- _Given task 1_: Rewrite the piece on stepping out en femme, everything from "Part II – From" down to "attitude and approach.", with "community" changed to "neighborhood".

- _Passage_:

——————————

Stepping Out – Beating the Fear II

More wisdom from Kris!

By Kris Burton

Part II – From Theory to Practice/What I’ve Learned

[Editorial comment: Happiness personified!]

Like so many of our persuasion, I have come to find stepping out into the community en femme a high point in my overall CD experience. In Part I of this totally unscientific study I applied the techniques usually associated with combating the performance anxiety that often plagues performers and public speakers to the challenge of a shy CD – myself – going out publicly. After my brief and rather impulsive first try several weeks previous, I was anxious to see how it would go with my new attitude and approach.

As it turns out this second outing – my first real one as I now see it – was far more productive, instructive and one that could be built upon. It was the middle of the day as I drove to the local mall. I was very nervous as I parked my car – there were people all around! I sat in the car gathering emotional strength and then forced my skinny jeaned, suede booted, pink sweatered, long brunette wigged, lightly makeupped self into the light and walked to the entrance. My self-consciousness was so heightened. I was aware of every step I made. Still, I felt I was in very familiar psychological territory. It seemed to me I was experiencing the natural “jitters” of live performance – good old fashioned “stage fright”. I knew then I could beat it . I continued to forge ahead and eliminated all thoughts of turning back, turning those nerves into the excitement of the moment at hand. As I approached the door to the mall I caught a glimpse of myself in the window. It was the image of a woman, and that woman was me. At that point I was able to say to myself “You’ve got this”!

——————————

- _Given task 2_: Give everything in the records from the very start down to and including the line that contains "[[[221,168],[225,168],[225,133],[222,133],[221,145]]]" as a Markdown table with the columns Nr and Line, leaving out blank lines.

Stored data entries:
——————————

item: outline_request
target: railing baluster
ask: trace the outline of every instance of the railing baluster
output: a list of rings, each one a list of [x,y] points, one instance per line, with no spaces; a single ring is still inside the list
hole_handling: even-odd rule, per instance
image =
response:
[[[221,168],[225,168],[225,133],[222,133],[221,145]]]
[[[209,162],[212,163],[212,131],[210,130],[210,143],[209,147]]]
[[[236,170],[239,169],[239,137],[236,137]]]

——————————

- _Full solution 1_:
Part II – From Theory to Practice/What I’ve Learned

[Editorial comment: Happiness personified!]

Like so many of our persuasion, I have come to find stepping out into the neighborhood en femme a high point in my overall CD experience. In Part I of this totally unscientific study I applied the techniques usually associated with combating the performance anxiety that often plagues performers and public speakers to the challenge of a shy CD – myself – going out publicly. After my brief and rather impulsive first try several weeks previous, I was anxious to see how it would go with my new attitude and approach.

- _Full solution 2_:
| Nr | Line |
|---|---|
| 1 | item: outline_request |
| 2 | target: railing baluster |
| 3 | ask: trace the outline of every instance of the railing baluster |
| 4 | output: a list of rings, each one a list of [x,y] points, one instance per line, with no spaces; a single ring is still inside the list |
| 5 | hole_handling: even-odd rule, per instance |
| 6 | image = |
| 7 | response: |
| 8 | [[[221,168],[225,168],[225,133],[222,133],[221,145]]] |